EXTRACTED TEXT:
------------------------------------------------------------------------

Here is an accurate method for significantly reducing exhaust drone using simple math calculations and just a little fab work. The process applies to every gas and diesel engine. My example is for a V8, but the math is slightly different with a 4 or 6 or diesel cylinder engine. Drone can be a huge annoyance especially after completing your swap only to find that it has a horrible interior noise at cruise speeds.

Drone has been discussed to death on other forums. However most pople just guess on how to fix the drone and dont analyze it mathmatically. The problem can be explained and fixed using simple terms using proveable calculations.

First and foremost, I wanted to eliminate drone without introducing any flow restriction; so here is a little theory and my solution.

Exhaust gas consists of 3 major components; Heat, Pressure and Sound. I will look at each portion in turn.

First, Heat. We can partially ignore this as it has little effect on the exhaust sound. It does change tone slightly with temperature variations. Exhaust temperature comes into play with the math calculations shown later.

Exhaust pressure pulses can be thought of as rolling tennis ***** down a pipe, one at a time. Each ball represents a cylinder pulse (bang) as each cylinder is fired. Between each pressure pulses, there is less pressure but still higher presure than atmosphere. When the exaust valve opens and a high pressure pulse pushes the previous pulse (ball) down the pipe just like cars driving down a freeway, all following each other in line. Each pulse actually scavenges or helps pull the next pulse from the exhaust port.

Next is Sound. On a small block Chevy the firing order is 18436572. The rythm applies to LS1 too but with a slightly different firing order. So, if you would stand behind the car and listen to each pressure pulse in turn at the end of both tail pipes, you hear the driver and passenger side pulses in the the following order. D represents the Driver side pulse or bang and P is the Passnger side pulse. You would hear this: DPPD, and then PDDP. Note: the rythm is opposite of each other but are all part of the 8 cylinders firing. Think of it as two 4 cylinder connected together with opposite firing orders. So, what you hear is one Driver pulse followed by two Passender pulses and then another Driver pulse. Then, one Passenger pulse and two Driver pulses then lastly a Passenger pulse. Thats the rumpidy rump we hear and love. It all repeats the cycle beginning with cylinder number 1.

Now you understand the rythm and what it consists of, we can move on to the next part.

To reduce and hopefully eliminate the drone, we need to understand what causes it and then counteract it.

------------------------------------------------------------------------

TASK TO CARRY OUT:
Answer from the text on exhaust drone, one answer per line:
(a) What three major components of exhaust gas does it name?
(b) What firing order does it give for a small block Chevy?
(c) Which pulse pattern follows DPPD?

SOURCE EXCERPT:
------------------------------------------------------------------------

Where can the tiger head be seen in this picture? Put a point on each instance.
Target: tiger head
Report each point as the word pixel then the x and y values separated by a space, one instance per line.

------------------------------------------------------------------------

TASK SOLUTION:
(a) Heat, pressure and sound
(b) 18436572
(c) PDDP